**** Text block ****

In expression arrays, fold-changes and t-test P-values have been successfully employed to detect altered gene expressions. On the other hand, these parameters are not sufficient to detect aberrant splicing in the exon array data. We thus sought for additional parameters and found that four parameters are informative to discriminate true and false positives: (i) the DV, (ii) the normalized splice index, (iii) the signal intensity and (iv) the ratio of probe sets with DABG P-value=0.000. Application of these four parameters has enabled us to achieve a sensitivity of 77.8% and a specificity of 95.6%. On the other hand, the t-test P-values are not significantly lower in true positives. This represents that the threshold of t-test P-value ⩽0.10 is likely to be sufficient to exclude a large amount of false positives and that further stringent P-values would not help discriminate true and false positives.

****

Exercise description ▸ Condense the paragraph beginning "In expression arrays, fold-changes" in the text on exon array splicing detection into a shorter version that keeps its main facts. The records have no connection to the text on exon array splicing detection.

**** Listed records ****

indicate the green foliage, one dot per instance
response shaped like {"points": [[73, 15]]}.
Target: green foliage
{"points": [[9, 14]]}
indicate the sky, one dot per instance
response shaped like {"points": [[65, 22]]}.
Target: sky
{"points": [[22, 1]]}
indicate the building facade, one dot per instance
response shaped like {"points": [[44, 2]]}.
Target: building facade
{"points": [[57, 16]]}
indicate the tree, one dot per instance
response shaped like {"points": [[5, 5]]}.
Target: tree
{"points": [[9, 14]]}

****
**** Listed records ****

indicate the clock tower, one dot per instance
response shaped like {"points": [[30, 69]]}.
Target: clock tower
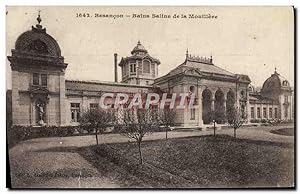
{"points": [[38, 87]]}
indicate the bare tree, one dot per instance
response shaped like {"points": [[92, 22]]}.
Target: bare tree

****

Reply to the exercise ▸ Fold-changes and t-test P-values work for detecting altered gene expression in expression arrays but are not enough to detect aberrant splicing in exon array data. Four parameters were found to distinguish true from false positives: the DV, the normalized splice index, the signal intensity, and the ratio of probe sets with DABG P-value=0.000. Using them gave a sensitivity of 77.8% and a specificity of 95.6%. Because t-test P-values were not significantly lower in true positives, a threshold of P ⩽0.10 likely excludes many false positives, and stricter P-values would not improve discrimination.